**** RECORDS SUPPLIED
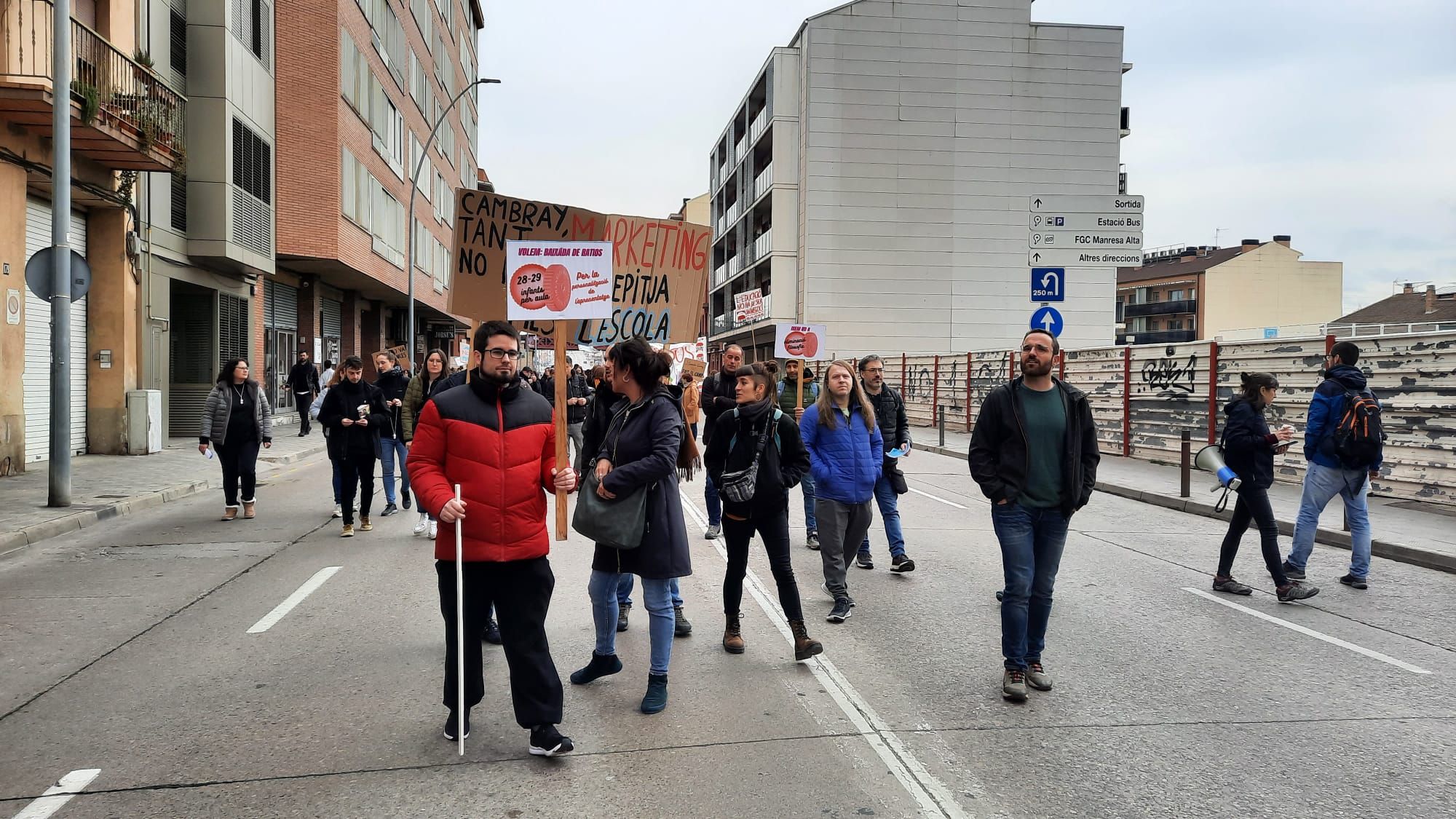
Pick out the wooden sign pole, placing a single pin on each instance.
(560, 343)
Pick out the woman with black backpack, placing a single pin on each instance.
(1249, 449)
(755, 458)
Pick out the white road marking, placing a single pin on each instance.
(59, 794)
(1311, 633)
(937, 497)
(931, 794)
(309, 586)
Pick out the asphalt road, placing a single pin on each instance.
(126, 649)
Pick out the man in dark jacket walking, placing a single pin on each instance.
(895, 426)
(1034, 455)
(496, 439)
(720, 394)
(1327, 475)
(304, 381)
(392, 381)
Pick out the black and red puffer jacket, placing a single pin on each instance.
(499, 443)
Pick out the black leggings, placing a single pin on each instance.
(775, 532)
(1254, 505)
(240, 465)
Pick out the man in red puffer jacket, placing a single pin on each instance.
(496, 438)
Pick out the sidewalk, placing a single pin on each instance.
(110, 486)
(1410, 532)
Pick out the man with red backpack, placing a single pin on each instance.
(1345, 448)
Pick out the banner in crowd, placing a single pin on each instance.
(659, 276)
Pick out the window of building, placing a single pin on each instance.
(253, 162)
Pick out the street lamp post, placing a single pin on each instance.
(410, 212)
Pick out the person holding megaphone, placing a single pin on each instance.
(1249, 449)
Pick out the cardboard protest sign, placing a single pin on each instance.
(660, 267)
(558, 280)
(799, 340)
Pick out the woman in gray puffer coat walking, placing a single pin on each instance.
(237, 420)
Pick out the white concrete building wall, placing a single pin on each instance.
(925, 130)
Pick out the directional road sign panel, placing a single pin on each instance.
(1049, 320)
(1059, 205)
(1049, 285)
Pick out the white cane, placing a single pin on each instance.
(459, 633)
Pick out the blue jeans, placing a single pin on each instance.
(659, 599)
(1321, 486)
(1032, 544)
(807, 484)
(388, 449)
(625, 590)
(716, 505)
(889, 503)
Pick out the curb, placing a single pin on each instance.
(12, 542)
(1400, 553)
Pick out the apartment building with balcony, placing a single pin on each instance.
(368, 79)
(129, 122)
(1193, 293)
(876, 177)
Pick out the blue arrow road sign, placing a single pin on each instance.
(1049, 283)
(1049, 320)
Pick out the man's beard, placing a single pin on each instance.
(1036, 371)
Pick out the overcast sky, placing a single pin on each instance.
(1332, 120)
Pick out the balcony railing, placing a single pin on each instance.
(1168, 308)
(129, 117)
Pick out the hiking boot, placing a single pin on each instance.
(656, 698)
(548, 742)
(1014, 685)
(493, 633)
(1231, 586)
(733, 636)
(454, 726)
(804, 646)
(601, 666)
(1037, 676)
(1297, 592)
********
Could the data above be repeated exactly, with every picture dropped?

Pick out the wooden sign pole, placing a single pin on each instance.
(560, 343)
Pick out the woman with black backpack, placing a single pin on each instance.
(1249, 449)
(755, 458)
Pick out the white road marking, placing a single pin on each instance.
(59, 794)
(1311, 633)
(937, 497)
(931, 794)
(309, 586)
Pick out the asphalt road, placing a single pin on each instance.
(126, 649)
Pick out the man in dark jacket walking, placing a single pin on each instance.
(895, 426)
(1034, 455)
(496, 439)
(720, 394)
(1327, 475)
(304, 381)
(392, 381)
Pick out the black and red puffer jacket, placing a single pin on each instance.
(499, 443)
Pick out the black leggings, placing a single pin on each instance.
(775, 532)
(1254, 505)
(240, 465)
Pick out the man in red puffer jacket, placing a single pin on each instance.
(496, 438)
Pick out the sidewalk, placing a single pin on each instance.
(110, 486)
(1410, 532)
Pick out the man with red backpack, placing a single pin on each instance.
(1345, 448)
Pick out the banner in crowd, placing a single pin on each instance.
(659, 276)
Pick out the window of building, placing a single pin on each instance.
(253, 162)
Pick out the street lamp post, placing a single pin on each instance.
(410, 212)
Pick out the person holding megaphone, placing a single pin on each instance.
(1249, 449)
Pick out the cardboard protest sign, placing a single pin on each instance.
(660, 267)
(558, 280)
(799, 340)
Pick out the woman in gray puffer coat walking, placing a single pin on each instance.
(237, 420)
Pick out the white concrete building wall, placing a single pin on each instance.
(925, 130)
Pick out the directional road sign panel, placing a single pin on each instance.
(1049, 320)
(1059, 205)
(1049, 285)
Pick out the white cane, placing a single pin on each instance.
(459, 633)
Pick out the blue jeans, placing a single pin on each instance.
(659, 599)
(1321, 486)
(1032, 544)
(807, 484)
(388, 449)
(625, 590)
(716, 505)
(889, 503)
Pick out the curb, placing a single pin on each instance.
(12, 542)
(1400, 553)
Pick out the apartment building with balcony, placing a single pin on each instance.
(368, 79)
(129, 122)
(1193, 293)
(876, 177)
Pick out the blue arrow road sign, placing a single pin on each instance.
(1049, 283)
(1049, 320)
Pick out the man's beard, placing a single pin on each instance.
(1036, 371)
Pick out the overcast sky, placing a single pin on each instance.
(1332, 120)
Pick out the balcony railing, placing a single pin on each instance.
(1168, 308)
(129, 117)
Pick out the hiking boot, placing a single pin on each instance.
(656, 698)
(548, 742)
(1014, 685)
(493, 633)
(1231, 586)
(733, 636)
(454, 726)
(804, 646)
(601, 666)
(1037, 676)
(1297, 592)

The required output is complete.